▶ _Consigne_:
Recopiez sans aucune modification le passage du texte sur la Grand Place qui va de « Situé le long » à « et des habitations. ».

▶ _Texte fourni_:
GRAND PLACE


Situé le long de l'ancienne voie marchande qui traverse la ville en reliant le palais ducal du Coudenberg à la Senne, le "Nedermerckt" (Marché inférieur) semble être à l'origine une zone marécageuse entourée de bancs de sable sur lesquels se bâtissent peu à peu des boutiques et des habitations. 

Les textes du début du XIIIème siècle révèlent l'installation d'un premier groupe d'immeubles constitué d'une Halle au Pain, une Halle aux Draps et une Halle à la Viande sur l'îlot délimité par la place, le Marché aux Herbes, la rue des Harengs et l'actuelle rue Chair et Pain. La place est alors entourée de maisons en bois et de plusieurs demeures patriciennes en pierre, les "steenen". L'une d'entre elles, le 't Serhuygskintsteen, se dresse à l'angle de la Grand Place et de la rue au Beurre. Et presque en face, de l'autre côté de la place, on découvre le Meynaertsteen. Au milieu de ce marché se trouve alors une fontaine publique, remplacée en 1302 par une grande fontaine en pierre à huit jets d'eau et huit bassins construite devant la Halle au Pain. 

Deux de ces bâtiments, situés sur l'emplacement de l'aile gauche du futur Hôtel de Ville, sont expropriés en 1301 et 1327 par les Échevins afin d'y installer les services communaux, tandis que l'Amman, représentant du duc de Brabant dans la ville, loge dans une petite maison en bois à l'angle de la rue de l'Étoile.

En 1353, la ville entreprend la construction d'une nouvelle Halle aux Draps rue de l'Amigo, derrière les deux "steenen" expropriés. Malgré le pavage des rues adjacentes et l'expropriation des maisons situées entre les rues de la Colline et des Harengs destinée à régulariser le Marché inférieur, celui-ci est constitué à cette époque d'une juxtaposition irrégulière de bâtiments hétéroclites souvent entourés d'annexes et de jardins. Il faudra attendre le début du XVème siècle pour assister à l'élaboration esthétique de ce qui est devenu au fil du temps le principal centre économique et politique de la plus importante ville des Pays-Bas.

▶ _Données fournies_:
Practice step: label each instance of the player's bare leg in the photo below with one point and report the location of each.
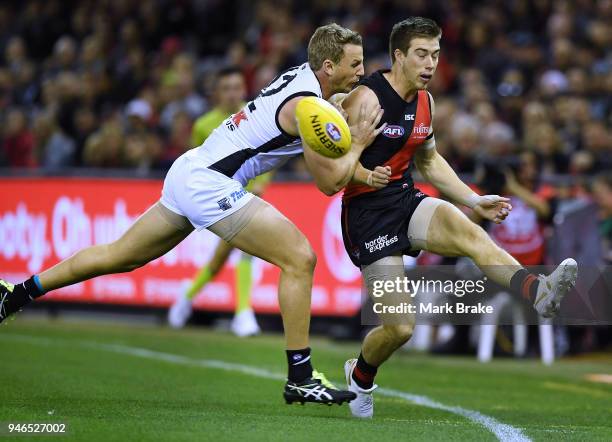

▶ _Réponse attendue_:
Situé le long de l'ancienne voie marchande qui traverse la ville en reliant le palais ducal du Coudenberg à la Senne, le "Nedermerckt" (Marché inférieur) semble être à l'origine une zone marécageuse entourée de bancs de sable sur lesquels se bâtissent peu à peu des boutiques et des habitations.